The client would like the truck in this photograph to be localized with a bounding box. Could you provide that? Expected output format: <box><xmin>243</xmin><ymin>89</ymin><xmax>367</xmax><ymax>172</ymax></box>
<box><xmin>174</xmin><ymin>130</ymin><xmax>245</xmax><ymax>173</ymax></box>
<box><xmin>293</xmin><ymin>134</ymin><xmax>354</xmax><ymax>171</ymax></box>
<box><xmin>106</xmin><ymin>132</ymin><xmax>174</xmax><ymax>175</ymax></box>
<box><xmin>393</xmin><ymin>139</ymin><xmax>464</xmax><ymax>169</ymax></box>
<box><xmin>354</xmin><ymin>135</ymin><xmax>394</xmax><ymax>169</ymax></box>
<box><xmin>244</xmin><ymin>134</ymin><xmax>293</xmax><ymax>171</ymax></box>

= = = =

TASK OBJECTIVE
Set down the listing above exactly, line for line.

RESPONSE TO THE TASK
The client would like the truck in this photograph to be localized with a bounding box. Could you provide that? Expected output format: <box><xmin>243</xmin><ymin>89</ymin><xmax>367</xmax><ymax>172</ymax></box>
<box><xmin>174</xmin><ymin>130</ymin><xmax>245</xmax><ymax>173</ymax></box>
<box><xmin>293</xmin><ymin>134</ymin><xmax>354</xmax><ymax>171</ymax></box>
<box><xmin>106</xmin><ymin>132</ymin><xmax>174</xmax><ymax>175</ymax></box>
<box><xmin>393</xmin><ymin>139</ymin><xmax>464</xmax><ymax>169</ymax></box>
<box><xmin>354</xmin><ymin>135</ymin><xmax>394</xmax><ymax>169</ymax></box>
<box><xmin>244</xmin><ymin>134</ymin><xmax>293</xmax><ymax>171</ymax></box>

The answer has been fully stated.